- _Work instruction_:
In the records below, the line containing "Target: tire" marks the start. Copy that line and everything after it exactly, through the last line.
· · · ·
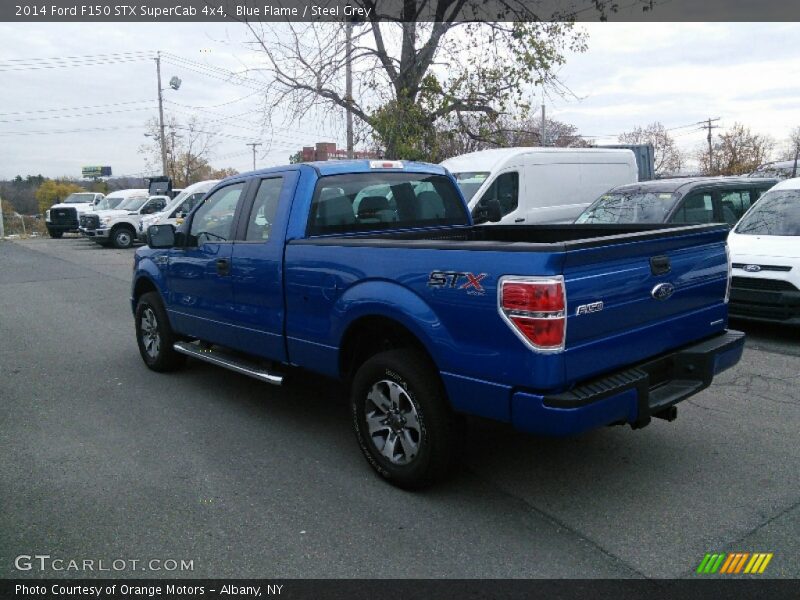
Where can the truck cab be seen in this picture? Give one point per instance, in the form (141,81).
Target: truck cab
(117,227)
(180,206)
(65,216)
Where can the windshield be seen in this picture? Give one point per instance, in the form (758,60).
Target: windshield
(470,182)
(134,203)
(190,191)
(629,207)
(109,202)
(79,198)
(384,200)
(776,213)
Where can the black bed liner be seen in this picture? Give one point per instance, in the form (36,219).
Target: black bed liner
(511,238)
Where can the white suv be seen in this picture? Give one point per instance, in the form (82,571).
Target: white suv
(765,257)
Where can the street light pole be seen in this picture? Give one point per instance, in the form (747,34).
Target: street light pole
(161,116)
(253,145)
(348,84)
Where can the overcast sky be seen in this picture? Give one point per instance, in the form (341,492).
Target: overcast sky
(632,74)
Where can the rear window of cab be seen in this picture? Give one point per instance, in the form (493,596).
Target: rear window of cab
(359,202)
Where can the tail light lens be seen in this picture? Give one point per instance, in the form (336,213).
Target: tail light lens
(535,309)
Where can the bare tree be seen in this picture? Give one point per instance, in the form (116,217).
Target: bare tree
(738,151)
(411,75)
(456,138)
(667,157)
(189,149)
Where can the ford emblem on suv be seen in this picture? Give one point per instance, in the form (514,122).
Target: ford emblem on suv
(662,291)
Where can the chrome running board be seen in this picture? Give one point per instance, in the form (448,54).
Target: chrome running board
(228,361)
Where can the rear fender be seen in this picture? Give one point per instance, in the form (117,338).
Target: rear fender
(382,298)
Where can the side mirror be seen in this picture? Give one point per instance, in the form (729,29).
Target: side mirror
(494,214)
(161,236)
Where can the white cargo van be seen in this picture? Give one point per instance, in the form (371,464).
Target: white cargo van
(538,185)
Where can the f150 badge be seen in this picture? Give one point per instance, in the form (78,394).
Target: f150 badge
(469,282)
(585,309)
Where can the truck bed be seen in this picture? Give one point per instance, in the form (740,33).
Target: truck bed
(529,238)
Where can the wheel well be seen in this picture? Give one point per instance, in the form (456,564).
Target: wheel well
(369,336)
(143,286)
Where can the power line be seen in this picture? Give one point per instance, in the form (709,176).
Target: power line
(47,110)
(80,57)
(79,115)
(65,65)
(60,131)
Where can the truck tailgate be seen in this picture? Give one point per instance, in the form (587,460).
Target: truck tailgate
(630,300)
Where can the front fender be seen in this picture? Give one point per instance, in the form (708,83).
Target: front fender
(146,270)
(384,298)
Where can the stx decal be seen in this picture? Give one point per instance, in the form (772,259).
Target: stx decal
(458,279)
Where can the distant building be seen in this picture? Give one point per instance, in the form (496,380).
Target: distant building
(329,151)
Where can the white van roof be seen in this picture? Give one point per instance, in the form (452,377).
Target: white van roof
(489,160)
(128,193)
(787,184)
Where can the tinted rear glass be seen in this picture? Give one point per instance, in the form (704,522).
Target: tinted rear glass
(384,200)
(630,207)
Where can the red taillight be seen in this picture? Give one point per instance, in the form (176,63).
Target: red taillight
(536,310)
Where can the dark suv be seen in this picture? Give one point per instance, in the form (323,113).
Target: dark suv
(678,200)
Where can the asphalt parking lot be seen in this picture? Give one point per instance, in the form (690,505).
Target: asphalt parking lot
(104,459)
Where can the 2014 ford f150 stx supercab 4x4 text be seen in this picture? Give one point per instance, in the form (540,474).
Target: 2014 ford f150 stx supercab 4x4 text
(371,272)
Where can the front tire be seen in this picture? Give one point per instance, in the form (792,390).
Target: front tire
(401,419)
(154,335)
(122,238)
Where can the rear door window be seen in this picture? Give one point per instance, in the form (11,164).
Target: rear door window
(505,190)
(734,204)
(262,214)
(698,207)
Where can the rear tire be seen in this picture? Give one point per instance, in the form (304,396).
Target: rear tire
(122,237)
(154,335)
(401,419)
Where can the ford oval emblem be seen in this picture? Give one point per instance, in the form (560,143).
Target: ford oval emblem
(662,291)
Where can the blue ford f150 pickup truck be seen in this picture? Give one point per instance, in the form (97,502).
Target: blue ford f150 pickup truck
(372,272)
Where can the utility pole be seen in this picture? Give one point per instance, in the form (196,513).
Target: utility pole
(543,134)
(162,139)
(254,144)
(707,124)
(348,84)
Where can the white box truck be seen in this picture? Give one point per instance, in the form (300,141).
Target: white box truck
(538,185)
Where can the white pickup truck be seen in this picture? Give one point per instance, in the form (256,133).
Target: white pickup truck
(178,208)
(64,216)
(118,227)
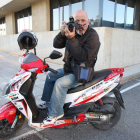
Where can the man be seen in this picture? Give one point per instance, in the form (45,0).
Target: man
(81,45)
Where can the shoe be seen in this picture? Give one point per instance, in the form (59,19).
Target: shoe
(43,105)
(51,120)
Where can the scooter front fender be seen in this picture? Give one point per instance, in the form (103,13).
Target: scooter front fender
(8,111)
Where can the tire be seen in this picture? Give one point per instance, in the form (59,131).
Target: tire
(5,127)
(113,120)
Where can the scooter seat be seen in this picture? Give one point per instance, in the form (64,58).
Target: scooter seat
(97,77)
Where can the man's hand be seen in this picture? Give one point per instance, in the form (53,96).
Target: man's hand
(63,27)
(69,34)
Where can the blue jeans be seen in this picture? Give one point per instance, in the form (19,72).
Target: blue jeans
(55,90)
· · · ·
- _Expected answer_:
Target: tire
(5,127)
(113,120)
Where can the scooter seat be seen in this picture? Give one point per instance, in the form (64,58).
Target: scooter seat
(97,77)
Where can the man's hand be seen in this picture? Give one point per instance, in the form (53,96).
Target: man's hand
(63,27)
(69,34)
Where can the blue jeans be seen in this picture? Give one point per instance, in the form (19,72).
Target: blue jeans
(55,90)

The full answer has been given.